Extract the listing below in full, unchanged.

__EXTRACTED DATA__.
________________

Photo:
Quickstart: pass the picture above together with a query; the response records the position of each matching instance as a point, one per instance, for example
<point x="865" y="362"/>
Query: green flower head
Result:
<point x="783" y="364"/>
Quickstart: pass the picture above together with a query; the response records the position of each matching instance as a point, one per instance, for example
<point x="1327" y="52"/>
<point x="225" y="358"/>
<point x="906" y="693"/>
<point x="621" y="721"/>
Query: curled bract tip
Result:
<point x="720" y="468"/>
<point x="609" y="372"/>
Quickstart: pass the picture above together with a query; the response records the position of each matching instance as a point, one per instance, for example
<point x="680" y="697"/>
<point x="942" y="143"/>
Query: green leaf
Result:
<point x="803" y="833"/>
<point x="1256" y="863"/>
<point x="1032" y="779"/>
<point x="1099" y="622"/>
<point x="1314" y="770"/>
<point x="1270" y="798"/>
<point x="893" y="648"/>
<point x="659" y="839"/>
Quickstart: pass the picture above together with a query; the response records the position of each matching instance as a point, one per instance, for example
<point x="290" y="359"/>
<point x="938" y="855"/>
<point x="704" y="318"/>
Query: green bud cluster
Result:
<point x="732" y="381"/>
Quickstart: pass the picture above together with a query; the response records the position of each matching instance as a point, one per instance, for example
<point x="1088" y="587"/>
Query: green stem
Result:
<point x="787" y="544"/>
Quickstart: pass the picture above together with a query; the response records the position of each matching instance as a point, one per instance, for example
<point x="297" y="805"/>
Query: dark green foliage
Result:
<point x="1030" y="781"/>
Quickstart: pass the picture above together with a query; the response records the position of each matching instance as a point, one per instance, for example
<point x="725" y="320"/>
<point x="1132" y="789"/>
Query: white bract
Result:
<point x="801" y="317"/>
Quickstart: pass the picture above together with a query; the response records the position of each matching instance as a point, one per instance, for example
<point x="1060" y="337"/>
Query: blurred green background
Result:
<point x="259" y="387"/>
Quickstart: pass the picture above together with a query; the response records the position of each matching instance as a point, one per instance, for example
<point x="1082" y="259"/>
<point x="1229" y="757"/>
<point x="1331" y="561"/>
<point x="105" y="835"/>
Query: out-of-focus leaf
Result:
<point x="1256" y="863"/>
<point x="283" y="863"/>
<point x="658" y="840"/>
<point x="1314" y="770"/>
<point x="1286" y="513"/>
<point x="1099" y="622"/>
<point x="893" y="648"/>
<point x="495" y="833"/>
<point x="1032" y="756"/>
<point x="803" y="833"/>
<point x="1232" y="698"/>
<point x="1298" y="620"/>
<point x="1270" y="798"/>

________________

__EXPECTED OUTPUT__.
Photo:
Quickstart: pass the picture above together with a query; the response records the position of each matching instance as a point, one per instance, for example
<point x="865" y="362"/>
Query: green flower head
Result:
<point x="783" y="364"/>
Quickstart: pass the picture above together with a query; the response records the position of each matching instance as a point, one per instance, for example
<point x="1327" y="52"/>
<point x="225" y="358"/>
<point x="906" y="693"/>
<point x="621" y="721"/>
Query: curled bract tip
Result:
<point x="720" y="468"/>
<point x="609" y="372"/>
Quickstart: pass the picture above together with a query; the response records the position of each matching instance as a point, one per instance, for example
<point x="680" y="697"/>
<point x="942" y="143"/>
Query: green leaf
Result:
<point x="803" y="833"/>
<point x="1256" y="863"/>
<point x="1032" y="779"/>
<point x="1099" y="622"/>
<point x="1314" y="770"/>
<point x="1270" y="798"/>
<point x="893" y="648"/>
<point x="659" y="839"/>
Quickstart: pass the picture above together with a query; the response records the position of each matching instance as a point, one per instance, for example
<point x="290" y="359"/>
<point x="938" y="855"/>
<point x="704" y="318"/>
Query: green bud cluster
Result:
<point x="732" y="381"/>
Quickstart: pass the picture above together with a query; the response records the position of each matching instance as a point, one per instance, for example
<point x="1088" y="587"/>
Query: green stem
Result:
<point x="787" y="544"/>
Quickstart: pass the picture above together with a query; the response records the position of each matching instance as a point, one per instance, for example
<point x="297" y="805"/>
Query: dark green foliage
Result:
<point x="1030" y="781"/>
Quickstart: pass the picture above together with a query; the response records the position of each matching instance as a point, one per instance, for example
<point x="725" y="320"/>
<point x="1132" y="789"/>
Query: white bract
Result:
<point x="801" y="317"/>
Quickstart: pass the picture above together with a query; the response records the position of each matching instance as a point, one per instance, for example
<point x="1060" y="337"/>
Query: blurred green background
Result:
<point x="259" y="387"/>
Quickstart: pass the picture above together with a query; the response records the position of each matching instance as a point, one per instance, for example
<point x="1082" y="259"/>
<point x="1229" y="757"/>
<point x="1331" y="561"/>
<point x="105" y="835"/>
Query: out-of-focus leaf
Result:
<point x="1256" y="863"/>
<point x="283" y="863"/>
<point x="658" y="840"/>
<point x="1314" y="770"/>
<point x="1286" y="513"/>
<point x="1099" y="622"/>
<point x="893" y="648"/>
<point x="495" y="833"/>
<point x="1032" y="756"/>
<point x="803" y="833"/>
<point x="1232" y="698"/>
<point x="1298" y="620"/>
<point x="1270" y="798"/>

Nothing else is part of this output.